Passage shown —
BEGIN

AFP: Former US president Bill Clinton said in a television interview to be shown Wednesday that President Barack Obama should not rule out military action on Iran, but there might be other ways “to skin the cat.”
WASHINGTON (AFP) — Former US president Bill Clinton said in a television interview to be shown Wednesday that President Barack Obama should not rule out military action on Iran, but there might be other ways “to skin the cat.”
Clinton also said a recent report by UN inspectors showed that Tehran’s efforts to obtain a nuclear weapon “seemed to be pretty far along the road,” and amounted to what “was the biggest unkept secret in the world.”
“I mean, when you ask yourself what are your options here, I do not believe the president should take any military option off the table,” Clinton told Fox News host Bill O’Reilly’s “The O’Reilly Factor” show, according to an excerpt.
“But there may be more than one way to skin the cat,” said former president Clinton, noting that a virus last year in systems at its nuclear facilities had pretty much “gummed up their computer capacity.”
“There may be efforts right now that we don’t even know about,” he said.
Iran announced Tuesday that it had moved most of its government websites from foreign-based hosts to domestic providers to protect itself from cyber attacks.
Clinton said in the interview that since his wife Hillary became Secretary of State for Obama he had not read the White House daily security briefings he is entitled to as an ex-president, but warned that military options might fail.

END

Work task 1 —
In the news report on Clinton's Iran remarks, why did Iran move most of its government websites from foreign-based hosts to domestic providers? Answer in one to three sentences.
Work task 2 —
Which people are named in the news report on Clinton's Iran remarks? List every one.
Work task 3 —
How might the news report on Clinton's Iran remarks go on? Write the next part, picking up after its last sentence.

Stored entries
BEGIN

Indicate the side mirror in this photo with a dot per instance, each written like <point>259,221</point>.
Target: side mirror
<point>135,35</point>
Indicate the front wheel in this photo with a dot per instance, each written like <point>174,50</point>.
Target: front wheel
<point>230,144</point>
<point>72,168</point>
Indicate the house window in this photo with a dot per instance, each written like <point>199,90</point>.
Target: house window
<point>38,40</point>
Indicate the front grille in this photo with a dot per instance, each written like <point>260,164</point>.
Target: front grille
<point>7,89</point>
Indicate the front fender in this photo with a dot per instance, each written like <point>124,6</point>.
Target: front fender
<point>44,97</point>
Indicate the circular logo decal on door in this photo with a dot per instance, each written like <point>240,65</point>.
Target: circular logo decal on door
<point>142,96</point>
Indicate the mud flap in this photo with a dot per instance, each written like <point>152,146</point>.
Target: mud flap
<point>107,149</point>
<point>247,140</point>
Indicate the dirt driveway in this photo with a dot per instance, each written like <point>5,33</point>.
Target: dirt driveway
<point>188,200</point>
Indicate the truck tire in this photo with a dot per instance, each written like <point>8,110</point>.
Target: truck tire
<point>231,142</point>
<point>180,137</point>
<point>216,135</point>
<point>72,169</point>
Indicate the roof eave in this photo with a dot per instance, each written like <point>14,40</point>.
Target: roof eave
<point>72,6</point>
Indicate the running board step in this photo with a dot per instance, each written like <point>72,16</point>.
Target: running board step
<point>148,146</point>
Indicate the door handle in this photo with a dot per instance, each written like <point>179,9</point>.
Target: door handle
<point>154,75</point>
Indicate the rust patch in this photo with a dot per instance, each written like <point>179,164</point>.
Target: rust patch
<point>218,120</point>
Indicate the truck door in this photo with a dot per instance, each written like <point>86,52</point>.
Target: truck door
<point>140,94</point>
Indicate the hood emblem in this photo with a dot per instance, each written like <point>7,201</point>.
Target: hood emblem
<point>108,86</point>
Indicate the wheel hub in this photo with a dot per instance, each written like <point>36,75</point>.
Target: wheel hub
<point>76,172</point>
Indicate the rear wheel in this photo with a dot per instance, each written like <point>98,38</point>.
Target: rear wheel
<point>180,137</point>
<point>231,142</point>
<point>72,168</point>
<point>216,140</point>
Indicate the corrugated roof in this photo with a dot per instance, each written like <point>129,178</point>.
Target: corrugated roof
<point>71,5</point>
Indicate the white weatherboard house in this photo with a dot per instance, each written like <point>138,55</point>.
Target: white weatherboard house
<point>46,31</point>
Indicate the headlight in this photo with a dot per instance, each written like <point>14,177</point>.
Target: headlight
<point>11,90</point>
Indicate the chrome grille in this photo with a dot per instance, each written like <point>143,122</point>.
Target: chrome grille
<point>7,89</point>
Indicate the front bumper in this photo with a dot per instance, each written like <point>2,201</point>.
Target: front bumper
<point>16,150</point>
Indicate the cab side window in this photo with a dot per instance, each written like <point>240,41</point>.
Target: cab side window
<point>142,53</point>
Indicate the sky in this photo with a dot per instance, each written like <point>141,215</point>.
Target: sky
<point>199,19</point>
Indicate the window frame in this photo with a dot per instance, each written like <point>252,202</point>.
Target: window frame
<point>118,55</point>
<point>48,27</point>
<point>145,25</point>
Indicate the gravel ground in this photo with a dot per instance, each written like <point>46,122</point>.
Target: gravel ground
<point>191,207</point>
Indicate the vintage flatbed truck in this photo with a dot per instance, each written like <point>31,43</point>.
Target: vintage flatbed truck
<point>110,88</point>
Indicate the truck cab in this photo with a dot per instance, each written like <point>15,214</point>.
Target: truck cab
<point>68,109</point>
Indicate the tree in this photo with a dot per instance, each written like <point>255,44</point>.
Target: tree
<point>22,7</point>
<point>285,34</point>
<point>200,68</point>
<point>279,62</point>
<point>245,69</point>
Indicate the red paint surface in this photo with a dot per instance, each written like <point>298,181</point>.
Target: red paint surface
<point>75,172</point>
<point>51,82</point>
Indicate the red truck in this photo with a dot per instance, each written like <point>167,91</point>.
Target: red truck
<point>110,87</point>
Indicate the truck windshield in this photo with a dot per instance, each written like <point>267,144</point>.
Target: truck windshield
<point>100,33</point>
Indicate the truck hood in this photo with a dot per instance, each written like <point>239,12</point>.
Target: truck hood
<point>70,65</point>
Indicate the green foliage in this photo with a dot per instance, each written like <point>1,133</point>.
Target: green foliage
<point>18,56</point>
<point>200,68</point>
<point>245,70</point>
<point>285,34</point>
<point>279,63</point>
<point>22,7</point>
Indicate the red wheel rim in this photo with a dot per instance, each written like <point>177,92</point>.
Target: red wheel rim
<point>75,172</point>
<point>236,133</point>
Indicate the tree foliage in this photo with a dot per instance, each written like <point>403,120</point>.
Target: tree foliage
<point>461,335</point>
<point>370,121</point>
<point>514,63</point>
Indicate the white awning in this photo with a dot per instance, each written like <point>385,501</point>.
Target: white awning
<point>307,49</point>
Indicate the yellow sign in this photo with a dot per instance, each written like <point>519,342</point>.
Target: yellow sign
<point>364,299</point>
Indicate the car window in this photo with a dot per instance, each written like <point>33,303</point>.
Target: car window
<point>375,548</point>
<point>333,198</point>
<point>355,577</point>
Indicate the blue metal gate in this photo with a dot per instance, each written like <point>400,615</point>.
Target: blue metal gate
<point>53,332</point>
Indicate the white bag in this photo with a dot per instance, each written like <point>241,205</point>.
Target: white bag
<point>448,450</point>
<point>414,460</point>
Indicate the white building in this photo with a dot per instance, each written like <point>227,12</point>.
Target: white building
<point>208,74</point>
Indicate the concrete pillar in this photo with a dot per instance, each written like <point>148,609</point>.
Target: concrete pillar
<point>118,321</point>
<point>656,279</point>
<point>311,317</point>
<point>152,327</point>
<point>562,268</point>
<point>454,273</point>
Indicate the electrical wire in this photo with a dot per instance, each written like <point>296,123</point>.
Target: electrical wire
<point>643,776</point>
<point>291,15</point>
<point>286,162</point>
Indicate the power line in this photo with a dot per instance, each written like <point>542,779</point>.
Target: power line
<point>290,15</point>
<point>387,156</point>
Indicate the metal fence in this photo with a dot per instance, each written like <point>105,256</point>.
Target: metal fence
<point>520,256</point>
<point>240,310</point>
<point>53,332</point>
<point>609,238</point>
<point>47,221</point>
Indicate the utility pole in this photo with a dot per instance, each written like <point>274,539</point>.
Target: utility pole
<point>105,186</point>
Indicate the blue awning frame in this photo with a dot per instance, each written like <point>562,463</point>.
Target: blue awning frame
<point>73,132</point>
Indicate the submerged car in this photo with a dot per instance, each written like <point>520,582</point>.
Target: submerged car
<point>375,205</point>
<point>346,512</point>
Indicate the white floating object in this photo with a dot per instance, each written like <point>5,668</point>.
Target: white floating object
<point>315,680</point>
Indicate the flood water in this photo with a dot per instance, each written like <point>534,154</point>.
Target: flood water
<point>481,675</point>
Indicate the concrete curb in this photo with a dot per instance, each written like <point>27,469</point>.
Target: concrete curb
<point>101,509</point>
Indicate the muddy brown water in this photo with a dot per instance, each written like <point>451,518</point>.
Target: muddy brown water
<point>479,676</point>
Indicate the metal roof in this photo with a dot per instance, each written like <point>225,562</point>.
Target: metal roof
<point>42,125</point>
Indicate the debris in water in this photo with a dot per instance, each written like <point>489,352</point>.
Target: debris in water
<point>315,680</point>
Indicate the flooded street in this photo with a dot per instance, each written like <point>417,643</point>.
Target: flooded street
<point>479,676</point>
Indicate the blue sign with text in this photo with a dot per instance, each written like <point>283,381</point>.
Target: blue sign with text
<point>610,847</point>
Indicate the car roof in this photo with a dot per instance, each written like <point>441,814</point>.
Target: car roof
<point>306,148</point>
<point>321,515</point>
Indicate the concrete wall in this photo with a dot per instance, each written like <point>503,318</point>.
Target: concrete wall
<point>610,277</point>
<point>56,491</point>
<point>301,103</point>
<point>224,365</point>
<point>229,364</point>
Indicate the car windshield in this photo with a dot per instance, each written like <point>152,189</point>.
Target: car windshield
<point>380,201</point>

END

Expected answer 1 —
Iran moved them to protect itself from cyber attacks.

Expected answer 2 —
- Bill Clinton
- Barack Obama
- Bill O'Reilly
- Hillary (Clinton's wife)

Expected answer 3 —
“What a lot of Americans and Israelis are worried about is if you try to bomb the facility you still got to deal with the centrifuges, they are underground in an urban area,” Clinton told O’Reilly.
“I will tell you what bothers me, just me as a citizen, knowing what I know about this, the Iranians I think would be crazy to ever launch a nuclear weapon because their whole society would disappear,” Clinton added.
The Pentagon on Tuesday moved to play down remarks from US Secretary of Defense Leon Panetta that suggested Iran’s nuclear program was more advanced than previously thought and could be realized in “sometime in around a year.”
A hard-hitting report from the UN’s Vienna-based International Atomic Energy Agency in November came the closest yet to accusing Iran outright of seeking to develop nuclear weapons. The Islamic republic rejected the claim as “baseless.”
On Tuesday, however, Tehran invited the UN atomic watchdog to visit the country, although Western diplomats said it was unclear whether inspectors would have access to sites where covert nuclear weapons activity is suspected.